* [Requirement 1]
According to the passage on the Mississippi Supreme Court's rulemaking, on what date did the court enter its Order Adopting the Mississippi Rules of Civil Procedure?
* [Requirement 2]
Write a continuation of the passage on the Mississippi Supreme Court's procedural rulemaking, picking up after its final sentence.

* [Supplied text]
__________

The Mississippi Supreme Court responded. It began with a series of changes to the judicial process itself. The business community had been unsuccessful in securing legislative passage of efforts to align the state’s civil procedure code with the principles of the Federal Rules of Civil Procedure. The Mississippi Supreme Court had tendered proposed procedural rules to the Legislature, but with no effect. As the Mississippi Supreme Court later characterized the next step, “[o]n May 26, 1981 we crossed the Rubicon as the Court entered its Order Adopting the Mississippi Rules of Civil Procedure.” Hall v. State, 539 So.2d 1338, 1345 (Miss. 1989). The 1981 Order cited Newell v. State, 308 So.2d 71, 76 (Miss. 1975), in which the Mississippi Supreme Court announced that “[t]he inherent power of this Court to promulgate procedural rules emanates from the fundamental constitutional concept of the separation of powers and the vesting of judicial powers in the courts.”

But prior to 1981, the supreme court had invoked Newell primarily to restrain the legislature. In Jackson v. State, 337 So.2d 1242, 1253-57 (Miss. 1976), the court applied its “inherent power” to substantially re-write Mississippi‘s capital sentencing statute in light of concerns that the statute would be invalidated in the wake of the United States Supreme Court’s rulings in the 1976 capital punishment cases. The Legislature promptly passed a new statute that adopted Jackson’s re-interpretation.

__________

* [Extracted records]
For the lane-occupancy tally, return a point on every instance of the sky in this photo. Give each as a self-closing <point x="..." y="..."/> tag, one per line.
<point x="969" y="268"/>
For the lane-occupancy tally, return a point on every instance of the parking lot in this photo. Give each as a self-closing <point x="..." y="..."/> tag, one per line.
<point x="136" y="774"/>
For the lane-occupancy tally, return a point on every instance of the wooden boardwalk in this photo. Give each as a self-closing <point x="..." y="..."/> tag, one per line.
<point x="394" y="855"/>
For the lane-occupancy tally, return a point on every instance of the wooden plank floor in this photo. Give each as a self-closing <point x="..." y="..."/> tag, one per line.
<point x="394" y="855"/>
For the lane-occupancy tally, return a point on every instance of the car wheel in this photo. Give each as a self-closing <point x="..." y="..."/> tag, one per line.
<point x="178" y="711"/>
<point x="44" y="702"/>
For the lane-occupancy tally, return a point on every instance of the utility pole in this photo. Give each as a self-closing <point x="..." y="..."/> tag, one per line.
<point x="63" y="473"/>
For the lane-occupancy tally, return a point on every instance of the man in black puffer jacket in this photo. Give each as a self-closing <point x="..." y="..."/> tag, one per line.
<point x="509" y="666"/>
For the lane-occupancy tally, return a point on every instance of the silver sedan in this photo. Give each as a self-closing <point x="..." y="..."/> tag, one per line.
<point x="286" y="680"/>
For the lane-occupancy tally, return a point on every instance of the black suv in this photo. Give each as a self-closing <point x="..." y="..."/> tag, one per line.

__________

* [Task answer 1]
May 26, 1981.

* [Task answer 2]
The 1981 Order was far different. It promulgated “Rules of Practice and Procedure in all Chancery, Circuit, and County Courts of this State” and specifically provided that “in the event of a conflict between these rules and any statute or court rule previously adopted these rules shall control.”

In 1983, the court asserted its authority again. A series of statutes had created multiple “commissions” which exercised executive power.1 These commissions were largely independent of the executive department, however; their members were appointed equally by the Governor, the Lieutenant Governor, and the Speaker of the House of Representatives. It was common for the latter two appointing authorities to name sitting legislators to these executive commissions.

The Mississippi Supreme Court struck down the practice of dual service in Alexander v. State ex rel. Allain, 441 So.2d 1329 (Miss. 1983). The court had previously held that the State Attorney General had “the inherent right to intervene in all suits affecting the public interest when he has no personal interest therein.” State ex rel. Allain v. Mississippi Public Service Comm’n, 418 So.2d 779 783 (Miss. 1982). Attorney General Allain used this new power to bring suit against legislators who served on executive branch commissions. Invoking the doctrine of separation of powers, the supreme court held that no officer of one branch of government could exercise authority at the core of the power constitutionally assigned to one of the other departments. Alexander, 441 So.2d at 1345-46.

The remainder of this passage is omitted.